# What the task requires:
Type out the records that follow, exactly as given.

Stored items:
※

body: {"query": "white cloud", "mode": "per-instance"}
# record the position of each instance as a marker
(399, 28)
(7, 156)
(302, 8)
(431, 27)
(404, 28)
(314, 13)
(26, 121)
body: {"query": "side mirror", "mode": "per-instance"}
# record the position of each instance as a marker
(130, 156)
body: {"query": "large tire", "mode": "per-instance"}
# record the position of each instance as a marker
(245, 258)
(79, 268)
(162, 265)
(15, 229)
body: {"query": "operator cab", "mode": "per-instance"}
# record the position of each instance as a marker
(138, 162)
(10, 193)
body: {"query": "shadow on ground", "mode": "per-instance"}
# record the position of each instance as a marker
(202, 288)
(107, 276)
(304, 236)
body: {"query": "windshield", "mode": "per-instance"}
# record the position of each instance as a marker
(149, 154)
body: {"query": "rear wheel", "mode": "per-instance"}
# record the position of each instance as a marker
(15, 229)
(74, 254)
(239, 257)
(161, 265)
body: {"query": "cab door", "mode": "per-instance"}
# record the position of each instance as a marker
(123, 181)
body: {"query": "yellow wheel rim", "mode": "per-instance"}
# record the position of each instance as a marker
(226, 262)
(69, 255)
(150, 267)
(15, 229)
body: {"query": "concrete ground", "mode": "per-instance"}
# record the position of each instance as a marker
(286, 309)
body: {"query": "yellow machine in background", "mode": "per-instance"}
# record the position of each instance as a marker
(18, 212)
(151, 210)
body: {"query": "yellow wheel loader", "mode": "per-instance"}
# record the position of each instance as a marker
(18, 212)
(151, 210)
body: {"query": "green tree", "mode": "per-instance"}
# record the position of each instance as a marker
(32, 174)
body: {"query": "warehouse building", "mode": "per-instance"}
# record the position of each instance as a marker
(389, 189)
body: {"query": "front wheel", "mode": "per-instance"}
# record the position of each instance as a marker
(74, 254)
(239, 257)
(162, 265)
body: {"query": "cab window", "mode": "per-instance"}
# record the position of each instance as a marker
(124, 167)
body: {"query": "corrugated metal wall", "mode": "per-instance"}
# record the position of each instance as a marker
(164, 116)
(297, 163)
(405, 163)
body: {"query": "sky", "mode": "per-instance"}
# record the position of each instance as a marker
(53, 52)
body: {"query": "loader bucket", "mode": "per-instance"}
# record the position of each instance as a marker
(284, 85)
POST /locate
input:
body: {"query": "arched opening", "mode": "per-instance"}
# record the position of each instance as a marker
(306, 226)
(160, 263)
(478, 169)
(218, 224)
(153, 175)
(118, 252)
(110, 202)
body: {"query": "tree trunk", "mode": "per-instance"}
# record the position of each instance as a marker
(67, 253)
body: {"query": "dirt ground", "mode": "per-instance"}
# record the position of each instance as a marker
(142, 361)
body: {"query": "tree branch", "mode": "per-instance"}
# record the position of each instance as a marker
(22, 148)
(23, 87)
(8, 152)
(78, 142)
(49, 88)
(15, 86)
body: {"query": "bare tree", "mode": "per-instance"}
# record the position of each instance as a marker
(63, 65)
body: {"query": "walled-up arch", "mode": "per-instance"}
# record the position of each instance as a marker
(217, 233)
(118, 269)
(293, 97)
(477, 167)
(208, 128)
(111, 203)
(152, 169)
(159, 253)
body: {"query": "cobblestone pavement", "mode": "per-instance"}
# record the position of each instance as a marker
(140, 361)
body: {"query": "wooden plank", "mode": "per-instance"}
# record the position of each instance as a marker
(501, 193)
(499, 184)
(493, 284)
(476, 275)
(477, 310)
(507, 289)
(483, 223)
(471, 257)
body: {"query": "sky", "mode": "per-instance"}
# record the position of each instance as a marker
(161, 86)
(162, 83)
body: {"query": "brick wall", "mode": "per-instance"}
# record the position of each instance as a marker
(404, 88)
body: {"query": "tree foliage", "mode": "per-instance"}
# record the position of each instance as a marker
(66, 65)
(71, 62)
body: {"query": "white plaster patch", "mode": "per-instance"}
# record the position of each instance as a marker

※

# Result of the task:
body: {"query": "white cloud", "mode": "per-instance"}
# record the position of each instance as a marker
(399, 28)
(7, 156)
(302, 8)
(431, 27)
(404, 28)
(314, 13)
(26, 121)
body: {"query": "side mirror", "mode": "per-instance"}
# record the position of each instance as a marker
(130, 156)
body: {"query": "large tire", "mode": "per-instance"}
# record the position of each instance as a marker
(245, 258)
(79, 268)
(162, 265)
(15, 229)
body: {"query": "operator cab", "mode": "per-instance"}
# record the position of each instance as a marker
(138, 162)
(10, 193)
body: {"query": "shadow on ground", "mode": "per-instance"}
# record the position of each instance as a marker
(202, 288)
(107, 276)
(304, 236)
body: {"query": "windshield", "mode": "per-instance"}
# record the position of each instance as a marker
(149, 154)
body: {"query": "rear wheel", "mode": "per-instance"}
# record the position of each instance as a marker
(15, 229)
(74, 254)
(239, 257)
(161, 265)
body: {"query": "cab door", "mode": "per-instance"}
# record the position of each instance as a marker
(123, 181)
body: {"query": "yellow wheel rim", "mode": "per-instance"}
# record the position of each instance as a marker
(226, 262)
(69, 255)
(150, 267)
(15, 229)
body: {"query": "concrete ground", "mode": "per-instance"}
# record the position of each instance as a marker
(286, 309)
body: {"query": "yellow machine in background", "mode": "per-instance"}
# record the position of each instance as a marker
(18, 212)
(151, 210)
body: {"query": "yellow wheel loader", "mode": "per-instance"}
# record the position of each instance as a marker
(18, 212)
(151, 210)
body: {"query": "green tree", "mode": "per-instance"}
# record the position of each instance as a marker
(32, 174)
body: {"query": "warehouse building", "mode": "per-instance"}
# record the position of each instance as a marker
(389, 189)
body: {"query": "front wheel", "mode": "per-instance"}
# record the position of each instance as a marker
(74, 254)
(239, 257)
(162, 265)
body: {"query": "cab window", "mode": "per-instance"}
# record the position of each instance as a marker
(124, 167)
body: {"query": "corrugated metal wall", "mode": "per-instance"}
# record the position of each instance as a marker
(164, 116)
(297, 163)
(405, 163)
body: {"query": "sky", "mode": "per-instance"}
# record the position of each instance as a marker
(53, 52)
body: {"query": "loader bucket", "mode": "per-instance"}
# record the position of each instance as a marker
(284, 85)
POST /locate
input:
body: {"query": "arched opening", "mode": "per-instance"}
# record the position of each instance as a marker
(306, 226)
(160, 263)
(478, 169)
(218, 224)
(153, 175)
(118, 252)
(110, 202)
body: {"query": "tree trunk", "mode": "per-instance"}
# record the position of each instance as a marker
(67, 253)
body: {"query": "dirt ground", "mode": "per-instance"}
# record the position of each instance as a marker
(142, 361)
body: {"query": "tree branch", "mode": "per-instance"}
# record the position of each instance as a marker
(22, 148)
(23, 87)
(8, 152)
(78, 142)
(49, 88)
(15, 86)
body: {"query": "bare tree", "mode": "per-instance"}
# record the position of each instance as a marker
(63, 65)
body: {"query": "walled-up arch", "mode": "per-instance"}
# record the position of each instance as a marker
(217, 233)
(118, 269)
(293, 97)
(477, 167)
(208, 128)
(111, 203)
(152, 169)
(159, 253)
body: {"query": "cobblestone pavement", "mode": "per-instance"}
# record the position of each instance as a marker
(140, 361)
body: {"query": "wooden plank", "mode": "per-instance"}
# record the position of each instance as a marker
(501, 193)
(499, 184)
(493, 284)
(476, 275)
(477, 310)
(507, 289)
(483, 223)
(471, 257)
body: {"query": "sky", "mode": "per-instance"}
# record the position of each instance as a marker
(161, 86)
(162, 83)
body: {"query": "brick wall", "mode": "per-instance"}
# record the position of each instance as a marker
(404, 88)
body: {"query": "tree foliage", "mode": "per-instance"}
# record the position of each instance as a marker
(66, 65)
(71, 62)
body: {"query": "white plaster patch", "mode": "per-instance"}
# record the position of each instance as a marker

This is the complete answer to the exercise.